Exercise objective
Restate each of the lines given below, word for word.

Data for analysis
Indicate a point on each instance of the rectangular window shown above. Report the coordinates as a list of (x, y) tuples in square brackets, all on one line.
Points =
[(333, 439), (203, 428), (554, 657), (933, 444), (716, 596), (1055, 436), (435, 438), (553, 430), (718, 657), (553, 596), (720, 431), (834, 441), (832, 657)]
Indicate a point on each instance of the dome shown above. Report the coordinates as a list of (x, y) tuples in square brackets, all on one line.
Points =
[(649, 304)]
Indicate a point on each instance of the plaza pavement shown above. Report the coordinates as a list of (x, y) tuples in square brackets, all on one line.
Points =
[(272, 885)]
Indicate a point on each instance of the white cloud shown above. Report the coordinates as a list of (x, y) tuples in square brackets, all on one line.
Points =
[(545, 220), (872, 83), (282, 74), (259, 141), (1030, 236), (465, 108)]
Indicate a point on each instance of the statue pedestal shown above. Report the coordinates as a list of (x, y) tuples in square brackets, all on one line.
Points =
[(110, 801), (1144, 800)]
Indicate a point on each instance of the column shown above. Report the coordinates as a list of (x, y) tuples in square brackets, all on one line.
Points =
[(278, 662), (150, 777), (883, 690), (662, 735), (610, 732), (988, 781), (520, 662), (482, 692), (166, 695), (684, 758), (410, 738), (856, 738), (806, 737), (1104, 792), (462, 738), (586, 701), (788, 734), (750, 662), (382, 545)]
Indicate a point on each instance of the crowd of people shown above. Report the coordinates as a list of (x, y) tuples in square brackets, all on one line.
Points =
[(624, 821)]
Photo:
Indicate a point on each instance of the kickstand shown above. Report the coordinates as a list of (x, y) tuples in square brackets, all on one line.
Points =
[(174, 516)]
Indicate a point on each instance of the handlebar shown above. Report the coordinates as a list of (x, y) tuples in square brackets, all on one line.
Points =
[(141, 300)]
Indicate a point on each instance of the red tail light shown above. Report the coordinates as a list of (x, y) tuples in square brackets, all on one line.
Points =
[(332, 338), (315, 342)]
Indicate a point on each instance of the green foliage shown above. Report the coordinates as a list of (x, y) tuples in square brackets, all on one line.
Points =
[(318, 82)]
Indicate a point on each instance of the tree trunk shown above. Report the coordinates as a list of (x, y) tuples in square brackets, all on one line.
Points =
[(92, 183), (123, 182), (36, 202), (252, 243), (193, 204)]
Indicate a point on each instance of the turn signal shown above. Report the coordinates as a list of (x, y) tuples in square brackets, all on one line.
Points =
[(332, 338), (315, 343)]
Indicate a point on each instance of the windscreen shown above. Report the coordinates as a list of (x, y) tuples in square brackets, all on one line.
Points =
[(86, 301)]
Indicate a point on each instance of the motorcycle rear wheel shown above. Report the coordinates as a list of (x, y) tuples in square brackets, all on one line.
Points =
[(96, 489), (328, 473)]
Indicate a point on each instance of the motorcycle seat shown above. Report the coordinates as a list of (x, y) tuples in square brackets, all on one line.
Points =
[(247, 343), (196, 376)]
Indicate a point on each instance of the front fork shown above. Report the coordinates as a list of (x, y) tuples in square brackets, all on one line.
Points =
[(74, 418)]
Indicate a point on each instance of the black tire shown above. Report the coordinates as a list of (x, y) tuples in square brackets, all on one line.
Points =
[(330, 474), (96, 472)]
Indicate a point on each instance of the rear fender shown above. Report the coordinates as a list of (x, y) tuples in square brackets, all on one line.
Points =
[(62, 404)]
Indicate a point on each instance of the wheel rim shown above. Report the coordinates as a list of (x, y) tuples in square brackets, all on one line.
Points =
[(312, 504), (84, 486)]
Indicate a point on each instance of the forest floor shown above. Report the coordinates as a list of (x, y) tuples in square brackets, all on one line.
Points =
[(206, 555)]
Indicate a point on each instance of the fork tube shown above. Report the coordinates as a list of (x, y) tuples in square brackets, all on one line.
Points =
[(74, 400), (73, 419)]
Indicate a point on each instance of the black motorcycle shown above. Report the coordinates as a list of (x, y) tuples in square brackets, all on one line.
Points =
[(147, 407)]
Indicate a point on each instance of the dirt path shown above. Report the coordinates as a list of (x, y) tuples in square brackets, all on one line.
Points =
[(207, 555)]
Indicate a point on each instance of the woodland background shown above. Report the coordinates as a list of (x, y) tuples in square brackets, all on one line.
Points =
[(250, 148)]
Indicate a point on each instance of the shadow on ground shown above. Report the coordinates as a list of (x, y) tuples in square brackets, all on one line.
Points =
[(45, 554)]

Expected answer
Indicate a point on each instance of the rectangular window shown above. Report the coordinates as a list of (x, y) tuples in square brackets, all on one line.
Points =
[(333, 439), (203, 428), (554, 657), (933, 444), (716, 596), (1055, 436), (435, 438), (553, 430), (718, 657), (553, 596), (720, 431), (834, 441), (832, 657)]
Indicate a point on each instance of the dome shown above. Report the coordinates as a list of (x, y) tuples in square brackets, all on one line.
Points =
[(649, 304)]
Indicate a point on each instance of the plaza pavement shown above. Report the coordinates as a list of (x, y) tuples in square brackets, all on one line.
Points =
[(272, 885)]
Indicate a point on each instance of the white cloud shown above. Report the coordinates as a list of (x, y) tuples in square brackets, all on one line.
Points =
[(545, 220), (872, 83), (282, 74), (259, 141), (1030, 236), (465, 108)]
Indicate a point on each instance of the statue pedestal shown above. Report the coordinates as a list of (x, y) tuples in square brackets, all on one line.
Points =
[(110, 801), (1144, 800)]
Indicate a point on each instance of the column shown above. Report the coordinates as a list of (x, y) tuples in square brackets, all on one line.
Points =
[(278, 662), (150, 777), (883, 690), (662, 735), (610, 732), (988, 781), (520, 662), (482, 692), (166, 695), (684, 758), (410, 738), (856, 738), (806, 737), (1104, 792), (462, 738), (586, 701), (788, 734), (750, 662), (382, 545)]
Indicate a point on each instance of the crowd of people shown above. Report the coordinates as a list of (x, y) tuples in square brackets, all on one line.
Points =
[(624, 821)]
Photo:
Indicate a point on each instance of the kickstand shown above. Report the coordinates as a list of (x, y) tuples in square brackets, all on one line.
Points =
[(174, 516)]
Indicate a point on each instance of the handlebar shown above. Report the coordinates as a list of (x, y) tuples in square brackets, all on one line.
Points =
[(141, 300)]
Indicate a point on each instance of the red tail light shown above. Report the coordinates as a list of (x, y) tuples in square brackets, all on one line.
Points =
[(332, 338), (315, 342)]
Indicate a point on each instance of the green foliage shown above. Report the coordinates as a list of (x, y) tuples in square brackets, all on one line.
Points =
[(318, 82)]
Indicate a point on each instance of the tree trunk shown above. Report the coordinates as a list of (x, y) tuples in square brackets, all on one line.
Points =
[(92, 183), (123, 182), (36, 202), (252, 243), (193, 204)]
Indicate a point on each instance of the turn signal shown above. Report the coordinates as a list of (x, y) tuples in square brackets, all on one line.
Points =
[(332, 338), (315, 343)]
Indicate a point on each instance of the windscreen shown above. Report the coordinates as a list of (x, y) tuples in square brackets, all on one line.
Points =
[(86, 301)]
Indicate a point on each instance of the motorcycle rear wheel shown above. Report the coordinates as a list of (x, y) tuples in square brackets, all on one line.
Points =
[(96, 489), (328, 473)]
Indicate a point on each instance of the motorcycle seat shown above. Report the coordinates as a list of (x, y) tuples in square brackets, all on one line.
Points =
[(247, 343), (196, 376)]
Indicate a point on each instance of the front fork shown above. Report the coordinates as a list of (x, y) tuples in square brackets, all on one line.
Points =
[(74, 418)]
Indicate a point on each instance of the black tire shown above. Report the coordinates as a list of (x, y) tuples in square brackets, all on one line.
Points =
[(330, 474), (96, 472)]
Indicate a point on each instance of the rear fender shown above. Report the coordinates as a list of (x, y) tuples in square brackets, all on one line.
Points =
[(62, 404)]
Indicate a point on each instance of the wheel rim shown above. Report the coordinates as a list of (x, y) tuples in square brackets, all on one line.
Points =
[(312, 504), (84, 486)]
Indicate a point on each instance of the forest floor shown above. Report the coordinates as a list of (x, y) tuples in square brackets, all on one line.
Points =
[(206, 555)]
Indicate a point on each instance of the fork tube shown above. Report the coordinates as a list of (x, y) tuples in square brackets, all on one line.
Points =
[(74, 400), (73, 419)]
Indicate a point on each instance of the black motorcycle shown above. Report the coordinates as a list of (x, y) tuples in square brackets, all on one line.
Points =
[(147, 407)]
Indicate a point on each instance of the dirt path shown above. Report the coordinates as a list of (x, y) tuples in square brackets, all on one line.
Points =
[(207, 555)]
Indicate a point on each instance of the woodland background shown above. Report the coordinates as a list of (x, y) tuples in square brackets, all on one line.
Points =
[(250, 148)]
Indicate a point on each instance of the shadow on ground shown above. Report the coordinates as a list of (x, y) tuples in square brackets, all on one line.
Points =
[(45, 554)]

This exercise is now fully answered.